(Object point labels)
_ _ _ _ _

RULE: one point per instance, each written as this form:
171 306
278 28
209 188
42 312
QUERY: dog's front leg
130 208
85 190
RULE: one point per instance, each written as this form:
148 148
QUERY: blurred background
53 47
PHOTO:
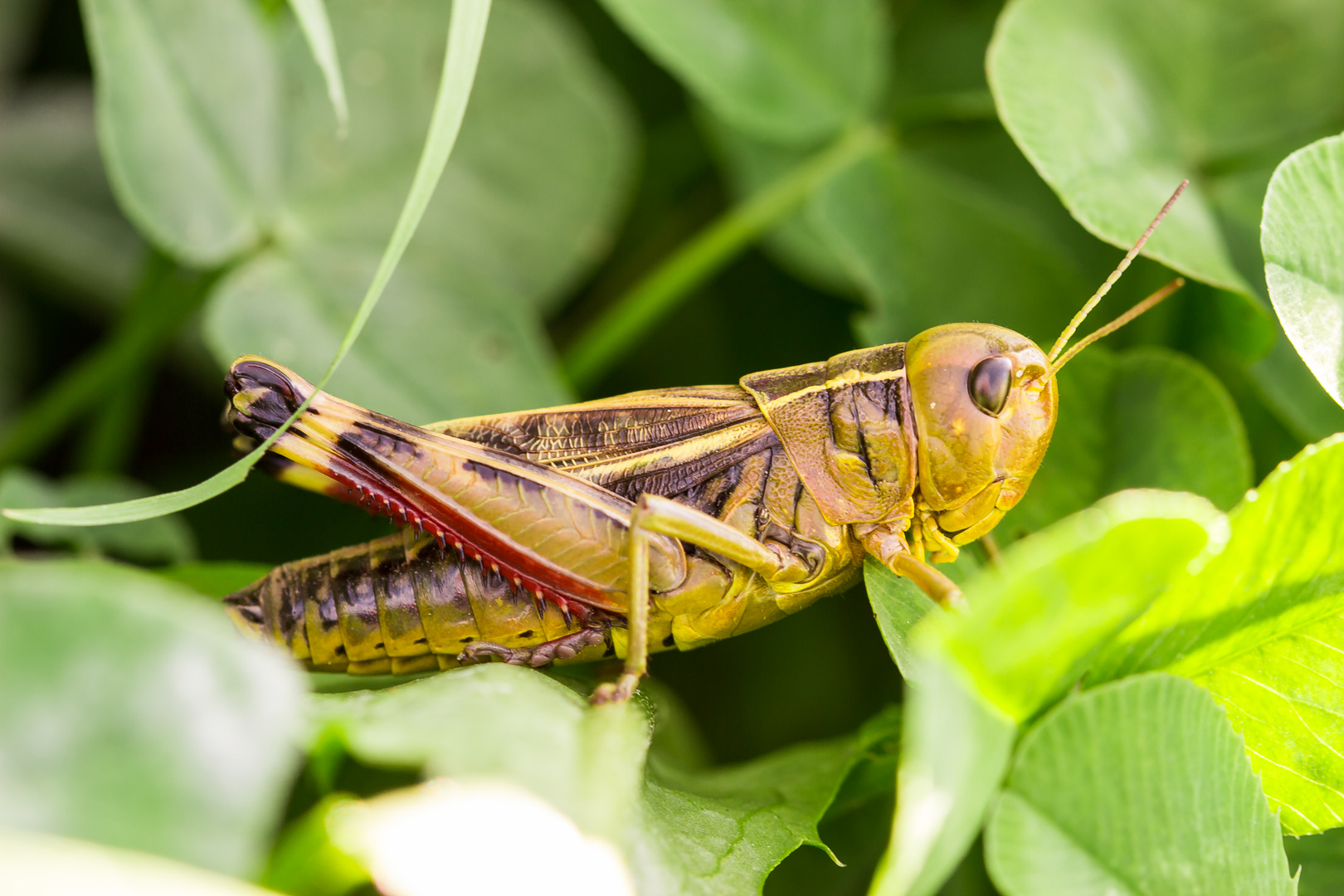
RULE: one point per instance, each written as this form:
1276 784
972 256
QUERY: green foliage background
667 192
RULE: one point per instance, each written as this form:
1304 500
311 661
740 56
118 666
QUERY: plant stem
166 297
635 314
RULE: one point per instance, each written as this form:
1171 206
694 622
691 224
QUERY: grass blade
318 32
465 35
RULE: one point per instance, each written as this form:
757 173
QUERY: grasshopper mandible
654 520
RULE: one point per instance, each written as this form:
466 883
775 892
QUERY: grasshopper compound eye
990 382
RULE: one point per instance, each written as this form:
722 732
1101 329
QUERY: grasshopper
654 520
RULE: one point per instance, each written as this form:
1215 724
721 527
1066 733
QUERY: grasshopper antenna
1105 288
1120 321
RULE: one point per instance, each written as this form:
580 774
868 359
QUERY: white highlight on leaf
450 837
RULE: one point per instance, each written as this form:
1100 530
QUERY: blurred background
593 153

_ _ _ _ _

## REQUIRED WORK
Return every line of the data above that contains the string "grasshopper", matching case exactly.

## SOLUTION FOR THIS EXERCISE
QUERY: grasshopper mandible
QUERY: grasshopper compound eye
QUERY: grasshopper
QUERY: grasshopper antenna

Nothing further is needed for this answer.